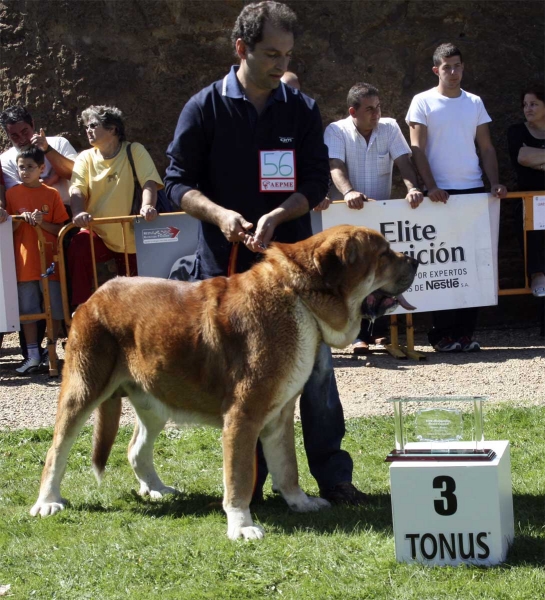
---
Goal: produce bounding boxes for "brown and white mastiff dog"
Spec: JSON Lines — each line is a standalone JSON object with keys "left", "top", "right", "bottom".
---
{"left": 30, "top": 225, "right": 418, "bottom": 540}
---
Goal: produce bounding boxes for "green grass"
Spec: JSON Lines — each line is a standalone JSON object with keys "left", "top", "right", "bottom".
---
{"left": 0, "top": 405, "right": 544, "bottom": 599}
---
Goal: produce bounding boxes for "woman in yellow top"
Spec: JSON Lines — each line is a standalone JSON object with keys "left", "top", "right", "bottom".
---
{"left": 68, "top": 105, "right": 163, "bottom": 306}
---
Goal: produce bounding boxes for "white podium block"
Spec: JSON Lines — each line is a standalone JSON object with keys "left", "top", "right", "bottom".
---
{"left": 0, "top": 217, "right": 20, "bottom": 332}
{"left": 389, "top": 440, "right": 514, "bottom": 566}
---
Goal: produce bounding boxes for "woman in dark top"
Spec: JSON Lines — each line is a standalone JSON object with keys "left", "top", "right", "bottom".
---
{"left": 507, "top": 84, "right": 545, "bottom": 297}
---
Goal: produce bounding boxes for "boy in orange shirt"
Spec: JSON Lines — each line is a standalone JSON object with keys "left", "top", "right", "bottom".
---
{"left": 3, "top": 147, "right": 69, "bottom": 373}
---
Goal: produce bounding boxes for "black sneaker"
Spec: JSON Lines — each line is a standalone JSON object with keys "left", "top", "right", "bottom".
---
{"left": 459, "top": 336, "right": 481, "bottom": 352}
{"left": 433, "top": 337, "right": 462, "bottom": 352}
{"left": 320, "top": 482, "right": 369, "bottom": 506}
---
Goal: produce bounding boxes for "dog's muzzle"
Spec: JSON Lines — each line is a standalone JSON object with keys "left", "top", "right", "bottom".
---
{"left": 361, "top": 291, "right": 416, "bottom": 322}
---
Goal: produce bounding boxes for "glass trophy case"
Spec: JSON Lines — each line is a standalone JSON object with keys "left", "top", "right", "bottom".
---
{"left": 385, "top": 396, "right": 496, "bottom": 461}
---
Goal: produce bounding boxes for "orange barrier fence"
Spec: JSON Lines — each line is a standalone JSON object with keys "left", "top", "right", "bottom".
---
{"left": 42, "top": 191, "right": 545, "bottom": 370}
{"left": 499, "top": 191, "right": 544, "bottom": 296}
{"left": 56, "top": 215, "right": 159, "bottom": 327}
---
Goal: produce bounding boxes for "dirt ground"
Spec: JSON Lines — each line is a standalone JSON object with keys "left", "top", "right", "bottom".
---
{"left": 1, "top": 326, "right": 543, "bottom": 431}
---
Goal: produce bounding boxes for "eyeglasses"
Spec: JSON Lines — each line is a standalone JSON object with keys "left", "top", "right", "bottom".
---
{"left": 85, "top": 122, "right": 101, "bottom": 131}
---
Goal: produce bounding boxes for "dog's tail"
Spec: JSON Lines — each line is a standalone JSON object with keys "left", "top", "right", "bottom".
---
{"left": 92, "top": 394, "right": 123, "bottom": 483}
{"left": 93, "top": 395, "right": 121, "bottom": 483}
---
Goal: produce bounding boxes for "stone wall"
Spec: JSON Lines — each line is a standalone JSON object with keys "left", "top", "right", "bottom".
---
{"left": 1, "top": 0, "right": 544, "bottom": 289}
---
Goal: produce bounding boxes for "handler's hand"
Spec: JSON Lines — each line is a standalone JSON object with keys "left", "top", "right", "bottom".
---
{"left": 244, "top": 212, "right": 278, "bottom": 253}
{"left": 427, "top": 187, "right": 449, "bottom": 203}
{"left": 140, "top": 205, "right": 158, "bottom": 222}
{"left": 490, "top": 183, "right": 507, "bottom": 198}
{"left": 344, "top": 190, "right": 367, "bottom": 210}
{"left": 219, "top": 209, "right": 253, "bottom": 243}
{"left": 73, "top": 211, "right": 93, "bottom": 228}
{"left": 31, "top": 128, "right": 49, "bottom": 152}
{"left": 406, "top": 188, "right": 424, "bottom": 209}
{"left": 0, "top": 207, "right": 8, "bottom": 224}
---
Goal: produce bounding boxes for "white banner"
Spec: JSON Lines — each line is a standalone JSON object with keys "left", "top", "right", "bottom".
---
{"left": 320, "top": 194, "right": 501, "bottom": 314}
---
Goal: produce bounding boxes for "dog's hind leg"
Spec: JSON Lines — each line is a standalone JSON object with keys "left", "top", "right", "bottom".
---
{"left": 30, "top": 381, "right": 116, "bottom": 517}
{"left": 127, "top": 391, "right": 178, "bottom": 499}
{"left": 31, "top": 311, "right": 123, "bottom": 518}
{"left": 260, "top": 396, "right": 330, "bottom": 513}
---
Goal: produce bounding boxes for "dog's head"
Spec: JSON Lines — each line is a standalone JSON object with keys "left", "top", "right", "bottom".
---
{"left": 270, "top": 225, "right": 418, "bottom": 345}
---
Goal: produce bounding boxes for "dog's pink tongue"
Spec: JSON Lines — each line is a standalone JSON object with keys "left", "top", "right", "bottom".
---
{"left": 366, "top": 293, "right": 377, "bottom": 307}
{"left": 397, "top": 293, "right": 416, "bottom": 311}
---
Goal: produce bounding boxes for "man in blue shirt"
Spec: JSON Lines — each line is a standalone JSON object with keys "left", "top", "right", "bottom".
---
{"left": 165, "top": 1, "right": 367, "bottom": 505}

### Your objective
Each line in the listing above that contains "orange" should be copied.

### The completed task
Goal: produce bounding boxes for "boy in orange shirt"
Goal: produce bounding boxes for "orange barrier fence"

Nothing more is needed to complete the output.